**Input material**.

◆ ◆ ◆ ◆ ◆

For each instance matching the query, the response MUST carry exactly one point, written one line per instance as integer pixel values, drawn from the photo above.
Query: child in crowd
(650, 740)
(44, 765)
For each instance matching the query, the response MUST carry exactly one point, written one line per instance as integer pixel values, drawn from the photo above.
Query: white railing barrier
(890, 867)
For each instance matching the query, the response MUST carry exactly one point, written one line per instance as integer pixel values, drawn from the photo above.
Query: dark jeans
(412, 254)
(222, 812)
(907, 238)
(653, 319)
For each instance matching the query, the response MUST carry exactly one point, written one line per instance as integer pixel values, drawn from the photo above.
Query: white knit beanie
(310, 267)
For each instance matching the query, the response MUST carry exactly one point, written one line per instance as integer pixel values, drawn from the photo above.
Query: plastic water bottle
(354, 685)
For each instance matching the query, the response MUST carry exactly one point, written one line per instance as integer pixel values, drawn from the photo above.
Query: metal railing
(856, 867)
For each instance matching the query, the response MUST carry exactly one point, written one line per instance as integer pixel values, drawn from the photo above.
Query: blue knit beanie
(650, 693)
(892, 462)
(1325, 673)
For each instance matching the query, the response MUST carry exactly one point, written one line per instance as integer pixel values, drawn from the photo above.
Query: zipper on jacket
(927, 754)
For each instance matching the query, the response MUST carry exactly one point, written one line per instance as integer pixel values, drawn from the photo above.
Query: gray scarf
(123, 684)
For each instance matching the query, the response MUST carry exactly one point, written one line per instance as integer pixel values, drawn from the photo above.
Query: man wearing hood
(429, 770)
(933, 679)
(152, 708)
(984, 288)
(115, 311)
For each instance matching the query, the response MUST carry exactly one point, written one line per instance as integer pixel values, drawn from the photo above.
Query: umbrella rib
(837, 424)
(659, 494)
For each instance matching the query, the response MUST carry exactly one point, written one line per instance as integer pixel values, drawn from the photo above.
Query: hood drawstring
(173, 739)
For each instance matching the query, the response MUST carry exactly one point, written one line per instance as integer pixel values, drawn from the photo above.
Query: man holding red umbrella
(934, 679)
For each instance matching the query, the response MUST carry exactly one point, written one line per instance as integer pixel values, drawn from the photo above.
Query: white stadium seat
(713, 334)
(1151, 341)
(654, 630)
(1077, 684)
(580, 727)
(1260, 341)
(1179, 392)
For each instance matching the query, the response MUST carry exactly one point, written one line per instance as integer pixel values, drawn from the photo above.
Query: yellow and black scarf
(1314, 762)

◆ ◆ ◆ ◆ ◆

**Task instructions**. The whole block of entries above should be repeated exactly.

**Solution to this task**.
For each instance matching the query, the response MUST carry exactly one point, written one line per instance as integer pixel values, drawn from the photo above.
Query: child in crowd
(650, 740)
(44, 765)
For each instance matching the query, the response MUST carry exactly one point, written one line per instance as integer pixel values, drawn from the photo above.
Query: white railing barrier
(890, 867)
For each instance matching the query, the response MUST carry exactly one point, written one line per instance as integer pixel values, drawn from the photo above.
Query: dark jeans
(412, 254)
(222, 812)
(907, 238)
(653, 319)
For each instance matching the query, the response MUST carry exactly one point, written one line per instance as integer pixel values, drawn from the photo above.
Query: white knit beanie
(310, 267)
For each instance matching the query, the response MUST carry exactly one point, written one line per instance as integer pixel values, drawn from the photo above.
Query: plastic water bottle
(354, 685)
For each instance matching the query, the response MUST carry exactly one point, written one line per instance as integer pixel values, drawn from the photo above.
Query: metal railing
(856, 867)
For each instance matching the query, the response MUST carry exactly one point, written one line per instance as integer pixel values, drawn from the photo above.
Query: blue knit beanie
(650, 693)
(892, 462)
(1325, 673)
For each instance matching the query, the response MUST carry exactly one point, written one line per instance as integer pixel values, drawn from the photo above.
Query: zipper on jacket
(927, 754)
For each instance matching the query, the response MUST carry exactly one point, written one line per instance as integer pixel values, drawn from the photo above.
Query: gray scarf
(123, 684)
For each instance matching the query, the response MUST carry exactly one point, written one line per instance as integer pixel values, drawn from the photo above.
Query: man wearing hood
(429, 770)
(933, 679)
(152, 708)
(984, 288)
(115, 311)
For each instance matching the query, the response MUST carry exactly one point, written one line per instance as integer pixel values, drawn from the photo above.
Query: umbrella rib
(837, 424)
(659, 494)
For each instance matching the query, the response MUST carry exactly one point, written one line per instance as integer pixel values, drawn from the photo above.
Query: hood drawstring
(173, 739)
For each instance matching the query, the response MUST carry exactly one point, written one line per instance as integer pixel values, drawn from the photo above.
Query: man holding red umbrella
(934, 679)
For each instance matching the query, the response MUST carry exactly one point, written one line per instance as integer pixel values, drawn from the photo above.
Query: white stadium seat
(713, 334)
(1151, 341)
(654, 630)
(1077, 684)
(580, 727)
(1260, 341)
(1179, 392)
For each instance matching the query, the response MUST carry exactly one point, written one line per instance as integer pixel values, drawn from the photo above.
Query: yellow and black scarf
(1314, 762)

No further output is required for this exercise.